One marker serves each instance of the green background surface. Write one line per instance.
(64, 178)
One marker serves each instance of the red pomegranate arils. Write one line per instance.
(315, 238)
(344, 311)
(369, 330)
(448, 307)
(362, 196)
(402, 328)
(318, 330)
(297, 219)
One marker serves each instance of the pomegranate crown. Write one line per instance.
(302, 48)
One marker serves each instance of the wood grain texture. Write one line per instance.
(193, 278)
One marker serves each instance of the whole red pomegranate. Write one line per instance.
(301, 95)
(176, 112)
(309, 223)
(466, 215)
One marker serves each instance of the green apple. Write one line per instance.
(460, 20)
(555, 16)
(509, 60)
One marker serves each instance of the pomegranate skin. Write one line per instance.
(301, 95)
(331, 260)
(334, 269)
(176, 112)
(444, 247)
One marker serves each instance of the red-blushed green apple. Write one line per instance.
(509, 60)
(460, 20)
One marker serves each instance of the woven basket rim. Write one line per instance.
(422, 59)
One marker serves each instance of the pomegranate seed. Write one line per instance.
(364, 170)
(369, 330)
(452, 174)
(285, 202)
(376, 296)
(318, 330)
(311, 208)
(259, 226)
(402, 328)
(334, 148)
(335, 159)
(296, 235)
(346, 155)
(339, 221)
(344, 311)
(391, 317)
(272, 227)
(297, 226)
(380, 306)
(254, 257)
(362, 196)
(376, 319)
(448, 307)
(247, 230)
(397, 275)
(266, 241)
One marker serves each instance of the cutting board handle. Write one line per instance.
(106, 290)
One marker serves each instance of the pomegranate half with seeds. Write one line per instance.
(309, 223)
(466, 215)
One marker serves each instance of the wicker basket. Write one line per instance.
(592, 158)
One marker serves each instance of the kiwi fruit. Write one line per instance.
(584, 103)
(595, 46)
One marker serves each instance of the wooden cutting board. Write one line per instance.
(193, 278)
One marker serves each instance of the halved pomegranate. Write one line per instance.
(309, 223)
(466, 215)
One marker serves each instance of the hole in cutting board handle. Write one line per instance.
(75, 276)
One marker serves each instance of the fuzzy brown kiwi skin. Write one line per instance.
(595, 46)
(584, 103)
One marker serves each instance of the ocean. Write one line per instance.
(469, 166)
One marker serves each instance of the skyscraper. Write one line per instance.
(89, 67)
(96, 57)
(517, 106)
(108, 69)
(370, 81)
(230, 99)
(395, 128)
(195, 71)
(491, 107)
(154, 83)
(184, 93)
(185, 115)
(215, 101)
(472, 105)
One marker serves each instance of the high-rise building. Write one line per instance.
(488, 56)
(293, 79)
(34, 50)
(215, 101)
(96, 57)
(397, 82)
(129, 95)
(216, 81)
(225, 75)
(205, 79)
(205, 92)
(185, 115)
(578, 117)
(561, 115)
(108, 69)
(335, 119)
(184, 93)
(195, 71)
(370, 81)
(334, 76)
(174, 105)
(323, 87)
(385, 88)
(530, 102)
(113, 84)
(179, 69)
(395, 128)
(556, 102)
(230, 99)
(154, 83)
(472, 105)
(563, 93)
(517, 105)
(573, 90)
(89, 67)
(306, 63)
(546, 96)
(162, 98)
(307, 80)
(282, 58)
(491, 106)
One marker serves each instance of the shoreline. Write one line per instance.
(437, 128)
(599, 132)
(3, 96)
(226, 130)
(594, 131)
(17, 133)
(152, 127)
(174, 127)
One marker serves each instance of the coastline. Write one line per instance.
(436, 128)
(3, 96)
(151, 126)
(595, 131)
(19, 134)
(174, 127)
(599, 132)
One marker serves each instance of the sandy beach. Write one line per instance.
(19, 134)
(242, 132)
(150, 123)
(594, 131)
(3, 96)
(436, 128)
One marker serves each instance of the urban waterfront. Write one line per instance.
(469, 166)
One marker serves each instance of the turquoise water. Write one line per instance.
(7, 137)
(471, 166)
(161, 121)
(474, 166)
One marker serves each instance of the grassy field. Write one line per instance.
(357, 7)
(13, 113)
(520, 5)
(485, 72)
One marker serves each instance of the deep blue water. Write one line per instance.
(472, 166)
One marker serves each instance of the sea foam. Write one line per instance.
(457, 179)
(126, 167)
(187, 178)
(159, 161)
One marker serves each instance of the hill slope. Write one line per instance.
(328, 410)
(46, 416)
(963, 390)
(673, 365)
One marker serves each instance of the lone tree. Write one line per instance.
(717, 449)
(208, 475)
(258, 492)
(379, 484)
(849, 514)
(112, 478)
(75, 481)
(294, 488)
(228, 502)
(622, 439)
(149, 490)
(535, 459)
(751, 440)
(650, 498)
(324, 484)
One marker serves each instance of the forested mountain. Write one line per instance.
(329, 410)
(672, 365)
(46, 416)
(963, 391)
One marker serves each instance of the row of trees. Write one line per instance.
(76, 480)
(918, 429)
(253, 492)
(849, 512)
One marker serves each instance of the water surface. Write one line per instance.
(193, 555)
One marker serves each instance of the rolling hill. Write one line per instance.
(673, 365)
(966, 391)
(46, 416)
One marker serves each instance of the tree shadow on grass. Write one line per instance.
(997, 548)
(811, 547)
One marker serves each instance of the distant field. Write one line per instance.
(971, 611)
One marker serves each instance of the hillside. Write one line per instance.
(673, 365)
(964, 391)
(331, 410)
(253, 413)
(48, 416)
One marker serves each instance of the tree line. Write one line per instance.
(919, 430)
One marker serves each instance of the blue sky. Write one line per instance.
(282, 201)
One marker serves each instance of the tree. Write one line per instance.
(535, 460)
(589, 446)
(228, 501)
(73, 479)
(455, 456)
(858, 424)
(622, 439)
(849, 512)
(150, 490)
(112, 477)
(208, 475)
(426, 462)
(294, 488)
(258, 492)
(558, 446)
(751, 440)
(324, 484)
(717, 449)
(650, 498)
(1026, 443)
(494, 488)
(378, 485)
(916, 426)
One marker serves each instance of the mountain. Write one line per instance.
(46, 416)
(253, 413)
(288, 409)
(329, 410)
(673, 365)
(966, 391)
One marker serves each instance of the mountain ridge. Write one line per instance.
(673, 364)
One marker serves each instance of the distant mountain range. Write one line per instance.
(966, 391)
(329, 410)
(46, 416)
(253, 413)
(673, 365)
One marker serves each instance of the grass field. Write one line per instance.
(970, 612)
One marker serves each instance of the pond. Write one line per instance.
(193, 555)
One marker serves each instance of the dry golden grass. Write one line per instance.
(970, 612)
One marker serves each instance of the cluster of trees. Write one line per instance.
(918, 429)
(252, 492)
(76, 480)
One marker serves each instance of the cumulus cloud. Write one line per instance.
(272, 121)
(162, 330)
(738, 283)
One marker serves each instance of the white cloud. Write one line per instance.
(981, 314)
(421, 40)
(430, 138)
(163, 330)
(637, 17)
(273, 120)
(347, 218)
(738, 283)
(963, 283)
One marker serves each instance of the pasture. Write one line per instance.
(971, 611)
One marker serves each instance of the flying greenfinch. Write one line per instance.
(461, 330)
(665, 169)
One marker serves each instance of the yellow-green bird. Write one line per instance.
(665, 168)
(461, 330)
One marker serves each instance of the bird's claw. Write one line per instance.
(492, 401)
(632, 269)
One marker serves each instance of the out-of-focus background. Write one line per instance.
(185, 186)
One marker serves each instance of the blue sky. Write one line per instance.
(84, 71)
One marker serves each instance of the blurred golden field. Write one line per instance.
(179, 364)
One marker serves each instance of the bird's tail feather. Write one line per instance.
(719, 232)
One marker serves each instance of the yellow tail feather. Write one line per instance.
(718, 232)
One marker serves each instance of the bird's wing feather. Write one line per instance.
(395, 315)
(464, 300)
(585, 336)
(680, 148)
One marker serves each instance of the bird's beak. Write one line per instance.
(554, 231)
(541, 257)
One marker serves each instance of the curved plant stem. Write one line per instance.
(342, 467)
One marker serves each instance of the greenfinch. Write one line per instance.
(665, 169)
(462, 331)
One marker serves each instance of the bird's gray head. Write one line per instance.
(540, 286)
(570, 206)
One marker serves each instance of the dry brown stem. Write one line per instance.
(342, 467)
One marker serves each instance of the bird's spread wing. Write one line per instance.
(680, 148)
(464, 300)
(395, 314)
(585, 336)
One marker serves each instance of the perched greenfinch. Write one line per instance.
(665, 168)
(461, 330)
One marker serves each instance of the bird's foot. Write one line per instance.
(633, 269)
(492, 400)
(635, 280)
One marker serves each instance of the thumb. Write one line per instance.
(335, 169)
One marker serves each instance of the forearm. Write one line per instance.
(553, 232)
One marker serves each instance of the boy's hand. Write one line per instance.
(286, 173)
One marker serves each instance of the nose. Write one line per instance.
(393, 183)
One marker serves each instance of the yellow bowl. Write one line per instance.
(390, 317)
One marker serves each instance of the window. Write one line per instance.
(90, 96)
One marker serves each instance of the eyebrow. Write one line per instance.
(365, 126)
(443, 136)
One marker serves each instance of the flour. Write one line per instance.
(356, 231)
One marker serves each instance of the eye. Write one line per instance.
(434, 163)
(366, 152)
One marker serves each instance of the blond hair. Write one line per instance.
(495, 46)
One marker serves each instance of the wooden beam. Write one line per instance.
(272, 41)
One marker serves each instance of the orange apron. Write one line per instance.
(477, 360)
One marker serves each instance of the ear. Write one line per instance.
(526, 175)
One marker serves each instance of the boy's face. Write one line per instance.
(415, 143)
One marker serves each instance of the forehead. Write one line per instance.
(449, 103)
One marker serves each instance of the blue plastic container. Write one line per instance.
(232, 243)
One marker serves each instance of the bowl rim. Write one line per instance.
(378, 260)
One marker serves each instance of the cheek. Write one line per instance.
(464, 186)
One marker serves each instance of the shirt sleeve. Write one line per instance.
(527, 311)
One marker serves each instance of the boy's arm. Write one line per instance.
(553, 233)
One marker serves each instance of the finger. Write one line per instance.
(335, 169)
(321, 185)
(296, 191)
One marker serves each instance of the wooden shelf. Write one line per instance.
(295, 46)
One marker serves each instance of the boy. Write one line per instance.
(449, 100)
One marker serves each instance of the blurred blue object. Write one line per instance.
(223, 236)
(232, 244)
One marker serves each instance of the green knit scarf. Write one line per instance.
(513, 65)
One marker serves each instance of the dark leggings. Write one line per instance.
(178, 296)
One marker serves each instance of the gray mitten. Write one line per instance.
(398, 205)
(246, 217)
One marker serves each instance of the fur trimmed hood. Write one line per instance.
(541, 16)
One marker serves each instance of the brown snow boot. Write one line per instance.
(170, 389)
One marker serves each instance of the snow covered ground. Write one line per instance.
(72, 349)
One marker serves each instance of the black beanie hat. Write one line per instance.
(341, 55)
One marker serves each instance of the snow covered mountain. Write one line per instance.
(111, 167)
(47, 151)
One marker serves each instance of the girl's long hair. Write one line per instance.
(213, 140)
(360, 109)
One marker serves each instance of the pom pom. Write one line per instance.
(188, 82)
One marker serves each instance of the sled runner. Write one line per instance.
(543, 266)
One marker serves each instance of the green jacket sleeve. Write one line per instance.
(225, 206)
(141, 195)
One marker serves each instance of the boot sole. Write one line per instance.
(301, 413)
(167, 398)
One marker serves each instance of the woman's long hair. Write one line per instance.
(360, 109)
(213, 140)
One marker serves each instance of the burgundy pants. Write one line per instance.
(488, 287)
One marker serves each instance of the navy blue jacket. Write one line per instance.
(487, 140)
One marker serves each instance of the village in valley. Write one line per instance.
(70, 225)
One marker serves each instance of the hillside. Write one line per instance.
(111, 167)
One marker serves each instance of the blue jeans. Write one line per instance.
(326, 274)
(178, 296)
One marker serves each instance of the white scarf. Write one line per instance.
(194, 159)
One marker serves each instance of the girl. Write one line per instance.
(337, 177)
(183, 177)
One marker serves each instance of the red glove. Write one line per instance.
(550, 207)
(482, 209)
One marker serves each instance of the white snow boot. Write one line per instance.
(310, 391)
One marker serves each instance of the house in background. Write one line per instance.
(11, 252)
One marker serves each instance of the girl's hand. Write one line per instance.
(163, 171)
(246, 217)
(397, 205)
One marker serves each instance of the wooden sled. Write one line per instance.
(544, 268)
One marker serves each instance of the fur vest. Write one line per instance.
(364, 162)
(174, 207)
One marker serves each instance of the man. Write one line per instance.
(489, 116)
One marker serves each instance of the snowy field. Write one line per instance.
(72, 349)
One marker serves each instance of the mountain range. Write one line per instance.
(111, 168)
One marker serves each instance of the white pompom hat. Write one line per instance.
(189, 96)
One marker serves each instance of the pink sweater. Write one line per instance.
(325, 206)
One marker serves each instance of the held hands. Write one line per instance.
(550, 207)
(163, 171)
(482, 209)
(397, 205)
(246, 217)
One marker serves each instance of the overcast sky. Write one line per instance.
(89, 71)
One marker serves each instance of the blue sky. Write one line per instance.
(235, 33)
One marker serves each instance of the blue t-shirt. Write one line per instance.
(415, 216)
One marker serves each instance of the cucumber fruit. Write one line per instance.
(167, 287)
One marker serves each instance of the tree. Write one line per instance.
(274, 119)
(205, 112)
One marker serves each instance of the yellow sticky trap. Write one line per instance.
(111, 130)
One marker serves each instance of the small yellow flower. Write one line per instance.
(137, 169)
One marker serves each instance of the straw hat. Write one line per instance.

_WRITTEN EXERCISE:_
From the line containing "One marker serves each instance of the overcast" to the last line of the material, please quote every line exactly and only those.

_EXERCISE RESPONSE:_
One marker serves each instance of the overcast sky. Write one line per instance.
(89, 71)
One marker serves each instance of the blue sky. Write one line per instance.
(235, 33)
One marker serves each instance of the blue t-shirt. Write one line per instance.
(415, 216)
One marker serves each instance of the cucumber fruit. Write one line per instance.
(167, 287)
One marker serves each instance of the tree. Write one line per instance.
(274, 119)
(205, 112)
One marker serves each instance of the yellow sticky trap. Write one line per instance.
(111, 130)
One marker serves each instance of the small yellow flower. Write one line per instance.
(137, 169)
One marker serves each instance of the straw hat. Write one line per instance.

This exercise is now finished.